● **Work to do**:
Reproduce every one of the following rows verbatim, keeping each word and mark unchanged.

● **Material provided**:
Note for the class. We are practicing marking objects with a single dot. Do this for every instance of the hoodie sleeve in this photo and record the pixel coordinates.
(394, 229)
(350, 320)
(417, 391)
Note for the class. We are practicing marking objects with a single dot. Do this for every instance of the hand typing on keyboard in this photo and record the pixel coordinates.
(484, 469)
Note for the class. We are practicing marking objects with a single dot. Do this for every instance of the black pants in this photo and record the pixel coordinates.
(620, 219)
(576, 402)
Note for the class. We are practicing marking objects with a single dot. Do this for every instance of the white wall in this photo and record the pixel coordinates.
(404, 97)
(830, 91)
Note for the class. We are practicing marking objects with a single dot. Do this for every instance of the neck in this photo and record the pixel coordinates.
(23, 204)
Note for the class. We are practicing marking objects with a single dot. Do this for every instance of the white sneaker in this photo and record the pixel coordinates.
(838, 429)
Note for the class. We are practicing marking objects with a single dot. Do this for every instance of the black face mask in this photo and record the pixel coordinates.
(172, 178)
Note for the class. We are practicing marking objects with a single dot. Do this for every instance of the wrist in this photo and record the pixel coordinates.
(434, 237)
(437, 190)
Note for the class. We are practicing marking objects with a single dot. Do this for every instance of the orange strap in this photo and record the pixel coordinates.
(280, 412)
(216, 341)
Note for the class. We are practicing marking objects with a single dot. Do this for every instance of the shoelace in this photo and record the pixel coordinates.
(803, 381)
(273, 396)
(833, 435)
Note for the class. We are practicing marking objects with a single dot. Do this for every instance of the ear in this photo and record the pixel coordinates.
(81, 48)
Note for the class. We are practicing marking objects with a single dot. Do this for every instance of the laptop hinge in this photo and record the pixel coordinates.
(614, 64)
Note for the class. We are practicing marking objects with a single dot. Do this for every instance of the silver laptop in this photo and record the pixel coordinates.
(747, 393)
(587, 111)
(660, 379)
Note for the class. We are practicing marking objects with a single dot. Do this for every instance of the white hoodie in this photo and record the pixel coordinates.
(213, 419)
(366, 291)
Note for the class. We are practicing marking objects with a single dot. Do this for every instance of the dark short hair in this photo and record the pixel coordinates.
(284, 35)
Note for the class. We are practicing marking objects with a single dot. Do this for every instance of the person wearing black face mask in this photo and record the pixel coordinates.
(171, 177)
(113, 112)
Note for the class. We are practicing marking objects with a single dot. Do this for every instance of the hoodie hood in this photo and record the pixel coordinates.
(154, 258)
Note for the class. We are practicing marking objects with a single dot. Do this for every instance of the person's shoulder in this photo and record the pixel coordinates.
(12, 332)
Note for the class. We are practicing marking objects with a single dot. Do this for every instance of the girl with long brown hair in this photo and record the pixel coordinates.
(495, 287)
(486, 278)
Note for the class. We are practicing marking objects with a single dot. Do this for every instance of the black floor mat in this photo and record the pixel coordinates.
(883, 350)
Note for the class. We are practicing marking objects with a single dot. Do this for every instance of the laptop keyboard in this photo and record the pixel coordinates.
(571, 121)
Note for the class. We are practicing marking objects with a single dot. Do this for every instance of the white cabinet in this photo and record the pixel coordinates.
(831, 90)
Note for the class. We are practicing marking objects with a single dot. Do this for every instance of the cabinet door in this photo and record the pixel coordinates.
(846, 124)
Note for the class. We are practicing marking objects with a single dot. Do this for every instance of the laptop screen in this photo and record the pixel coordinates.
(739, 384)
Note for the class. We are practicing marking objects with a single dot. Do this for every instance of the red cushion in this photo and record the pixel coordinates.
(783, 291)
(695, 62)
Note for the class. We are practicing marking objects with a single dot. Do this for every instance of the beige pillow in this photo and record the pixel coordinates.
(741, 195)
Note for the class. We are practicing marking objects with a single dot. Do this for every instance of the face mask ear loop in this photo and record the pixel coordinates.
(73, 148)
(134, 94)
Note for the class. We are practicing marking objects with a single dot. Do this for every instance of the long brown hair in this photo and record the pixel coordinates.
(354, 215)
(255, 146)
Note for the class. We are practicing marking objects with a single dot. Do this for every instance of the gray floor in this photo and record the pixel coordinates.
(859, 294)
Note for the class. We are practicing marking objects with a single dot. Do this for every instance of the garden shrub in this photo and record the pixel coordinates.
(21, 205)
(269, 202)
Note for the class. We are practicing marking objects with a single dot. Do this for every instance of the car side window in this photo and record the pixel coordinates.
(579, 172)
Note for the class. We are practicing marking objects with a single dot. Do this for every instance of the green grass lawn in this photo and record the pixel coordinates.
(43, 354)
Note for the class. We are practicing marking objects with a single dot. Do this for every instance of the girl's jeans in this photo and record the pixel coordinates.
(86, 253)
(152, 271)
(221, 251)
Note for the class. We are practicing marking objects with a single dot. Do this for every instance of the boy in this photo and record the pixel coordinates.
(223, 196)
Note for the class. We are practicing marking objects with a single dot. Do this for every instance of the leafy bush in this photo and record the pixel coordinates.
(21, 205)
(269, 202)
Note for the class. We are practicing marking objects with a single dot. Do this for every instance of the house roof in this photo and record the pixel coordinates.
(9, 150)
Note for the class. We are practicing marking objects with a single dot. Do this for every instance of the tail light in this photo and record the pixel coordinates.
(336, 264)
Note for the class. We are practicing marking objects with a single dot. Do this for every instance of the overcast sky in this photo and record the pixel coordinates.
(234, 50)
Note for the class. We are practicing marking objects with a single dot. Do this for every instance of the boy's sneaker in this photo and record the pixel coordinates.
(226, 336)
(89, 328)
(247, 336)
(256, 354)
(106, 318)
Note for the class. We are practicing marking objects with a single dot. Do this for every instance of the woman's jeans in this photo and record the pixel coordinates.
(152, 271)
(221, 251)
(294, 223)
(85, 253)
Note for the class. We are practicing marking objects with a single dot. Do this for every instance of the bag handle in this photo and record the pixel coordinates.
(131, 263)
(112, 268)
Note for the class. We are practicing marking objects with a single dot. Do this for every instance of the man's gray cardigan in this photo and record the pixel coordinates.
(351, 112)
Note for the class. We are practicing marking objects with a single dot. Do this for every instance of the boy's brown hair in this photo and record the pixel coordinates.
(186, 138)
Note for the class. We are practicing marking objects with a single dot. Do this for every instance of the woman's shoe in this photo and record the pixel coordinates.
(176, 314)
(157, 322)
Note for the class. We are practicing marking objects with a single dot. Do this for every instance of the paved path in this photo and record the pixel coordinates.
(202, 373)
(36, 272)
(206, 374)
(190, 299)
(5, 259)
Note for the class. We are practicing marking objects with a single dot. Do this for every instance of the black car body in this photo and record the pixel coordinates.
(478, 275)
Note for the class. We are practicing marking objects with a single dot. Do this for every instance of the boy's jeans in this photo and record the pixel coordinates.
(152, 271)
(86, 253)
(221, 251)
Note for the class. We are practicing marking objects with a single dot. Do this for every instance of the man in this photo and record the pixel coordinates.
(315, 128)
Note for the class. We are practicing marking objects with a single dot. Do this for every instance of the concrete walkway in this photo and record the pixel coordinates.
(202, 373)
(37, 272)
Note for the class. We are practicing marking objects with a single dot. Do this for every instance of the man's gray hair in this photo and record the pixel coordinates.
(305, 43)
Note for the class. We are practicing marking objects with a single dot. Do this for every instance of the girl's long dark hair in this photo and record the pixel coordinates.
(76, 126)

● **Response below**:
Note for the class. We are practicing marking objects with a single dot. Do this for every instance of the hoodie sleeve in this photo and record the pixel coordinates.
(394, 229)
(350, 320)
(417, 391)
Note for the class. We are practicing marking objects with a single dot. Do this for every instance of the hand typing on keyboard in this photo and record the pixel coordinates.
(484, 469)
Note for the class. We are practicing marking objects with a single dot. Do this for every instance of the black pants in this photo and record the pixel coordinates.
(620, 219)
(576, 402)
Note for the class. We are practicing marking objects with a single dot. Do this for every instance of the white wall in this photo and record the pixel coordinates.
(404, 97)
(830, 91)
Note for the class. We are practicing marking objects with a single dot. Do this for every instance of the neck in this photo and record the pixel coordinates.
(23, 204)
Note for the class. We are practicing marking objects with a single dot. Do this for every instance of the white sneaker in this photo and record the pixel coordinates.
(838, 429)
Note for the class. We are practicing marking objects with a single dot. Do this for every instance of the black face mask in this photo and record the pixel coordinates.
(172, 178)
Note for the class. We are practicing marking objects with a single dot. Do this for every instance of the wrist in this photo and record the pixel coordinates.
(434, 237)
(437, 190)
Note for the class. We are practicing marking objects with a single dot. Do this for every instance of the orange strap in this photo and record the pixel coordinates.
(280, 412)
(216, 341)
Note for the class. We are practicing marking objects with a single dot. Do this for every instance of the shoelace in this photo and record the pixel coordinates.
(803, 381)
(273, 396)
(833, 435)
Note for the class. We are practicing marking objects with a single dot. Do this for every instance of the ear in this photo and record the pixel coordinates.
(81, 48)
Note for the class. We are practicing marking objects with a single dot. Do this for every instance of the laptop hinge in this photo and record the pixel coordinates.
(614, 64)
Note for the class. We are practicing marking objects with a single dot. Do this for every instance of the silver laptop in this photo and record the pixel coordinates.
(747, 393)
(587, 111)
(660, 379)
Note for the class. We are practicing marking objects with a single dot. Do this for every instance of the white hoodie in this photo and record the pixel coordinates.
(213, 419)
(366, 291)
Note for the class. We are practicing marking objects with a single dot. Do this for every instance of the dark short hair in this photo and record the pixel coordinates.
(284, 35)
Note for the class. We are practicing marking objects with a single dot. Do this for every instance of the person wearing black face mask in this photo and record the pixel coordinates.
(171, 177)
(113, 112)
Note for the class. We are practicing marking objects with a single dot. Do this for every instance of the hoodie hood in this photo and record the pixel coordinates.
(154, 258)
Note for the class. We are practicing marking objects with a single dot. Do this for every instance of the person's shoulder in this photo and record the pixel coordinates.
(12, 332)
Note for the class. We are practicing marking objects with a single dot. Do this for every instance of the girl with long brown hair in this photo and record the pixel coordinates.
(495, 287)
(486, 278)
Note for the class. We are practicing marking objects with a single dot. Do this for every instance of the black floor mat in this photo and record the pixel coordinates.
(883, 350)
Note for the class. We are practicing marking objects with a single dot. Do this for every instance of the laptop keyboard in this photo and record the pixel coordinates.
(571, 121)
Note for the class. We are practicing marking objects with a single dot. Do this for every instance of the white cabinet in this photo and record the pixel coordinates.
(831, 90)
Note for the class. We are practicing marking objects with a single dot. Do this for every instance of the cabinet door in this photo and record the pixel coordinates.
(846, 124)
Note for the class. We are practicing marking objects with a single dot. Do this for every instance of the laptop screen in this photo and record the pixel coordinates.
(739, 384)
Note for the class. We are practicing marking objects with a single dot. Do this for every instance of the red cushion in this photo and record the pixel coordinates.
(783, 291)
(695, 62)
Note for the class. We are practicing marking objects with a single dot. Do this for every instance of the beige pillow in this photo and record the pixel coordinates.
(741, 195)
Note for the class. We are practicing marking objects with a single dot. Do this for every instance of the face mask ear loop in this photo and record the pixel coordinates.
(73, 148)
(134, 94)
Note for the class. We are practicing marking objects with a single dot. Do this for every instance of the long brown hair in this photo and record the pixel coordinates.
(354, 215)
(255, 146)
Note for the class. We are practicing marking objects with a single dot. Do this for every instance of the gray floor in this photo and record the pixel coordinates.
(859, 294)
Note for the class. We are practicing marking objects with a single dot. Do this for every instance of the garden shrub in this photo and record the pixel coordinates.
(21, 205)
(269, 202)
Note for the class. We are practicing marking objects with a single dot. Do this for every instance of the car side window in this photo and record the pixel coordinates.
(579, 172)
Note for the class. We are practicing marking objects with a single dot. Do this for every instance of the green grass lawn in this photo and record the pixel coordinates.
(43, 354)
Note for the class. We are practicing marking objects with a single dot. Do this for every instance of the girl's jeans in this photo and record the pixel coordinates.
(86, 253)
(152, 271)
(221, 251)
Note for the class. We are practicing marking objects with a single dot. Do this for every instance of the boy in this photo and record the pixel coordinates.
(223, 196)
Note for the class. We are practicing marking objects with a single dot. Do this for every instance of the leafy bush in this photo and record the pixel coordinates.
(21, 205)
(269, 202)
Note for the class. We are practicing marking objects with a single dot. Do this for every instance of the house roof in this photo and record the pixel coordinates.
(9, 150)
Note for the class. We are practicing marking objects with a single dot. Do this for every instance of the tail light in this photo and record the pixel coordinates.
(336, 264)
Note for the class. We are practicing marking objects with a single dot. Do this for every instance of the overcast sky in this photo and record the pixel coordinates.
(234, 50)
Note for the class. We are practicing marking objects with a single dot. Do this for every instance of the boy's sneaker in this photo and record the pixel coordinates.
(226, 336)
(89, 328)
(247, 336)
(256, 354)
(106, 318)
Note for the class. We are practicing marking objects with a single dot. Do this for every instance of the woman's jeans in this photo and record the pixel coordinates.
(152, 271)
(221, 251)
(294, 223)
(85, 253)
Note for the class. We are practicing marking objects with a single dot. Do this for every instance of the bag handle in this photo and record the pixel coordinates.
(131, 263)
(112, 268)
Note for the class. We are practicing marking objects with a single dot. Do this for every instance of the man's gray cardigan in this photo and record the pixel coordinates.
(351, 112)
Note for the class. We are practicing marking objects with a single dot. Do this for every instance of the boy's brown hair in this photo and record the pixel coordinates.
(186, 138)
Note for the class. We are practicing marking objects with a single dot. Do this for every instance of the woman's shoe in this photo and record the pixel coordinates.
(176, 314)
(157, 322)
Note for the class. We are practicing marking objects with a single dot. Do this for every instance of the paved path in this photo and record the pixel coordinates.
(202, 373)
(36, 272)
(206, 374)
(190, 299)
(5, 259)
Note for the class. We are practicing marking objects with a single dot. Do this for every instance of the black car body in this photo and record the pixel coordinates.
(478, 275)
Note for the class. We are practicing marking objects with a single dot. Do this for every instance of the boy's jeans in this photo and record the pixel coordinates.
(152, 271)
(86, 253)
(221, 251)
Note for the class. We are practicing marking objects with a single dot. Do this for every instance of the man in this photo and record the pixel coordinates.
(315, 128)
Note for the class. We are practicing marking objects with a single dot. Do this for every instance of the concrete walkway in this photo and record the pixel coordinates.
(202, 373)
(37, 272)
Note for the class. We are practicing marking objects with a single dot. Do this for every instance of the man's gray hair in this photo and record the pixel coordinates.
(305, 43)
Note for the class. We are practicing marking objects with a single dot. Do this for every instance of the girl's long dark hair in this photo and record the pixel coordinates.
(76, 126)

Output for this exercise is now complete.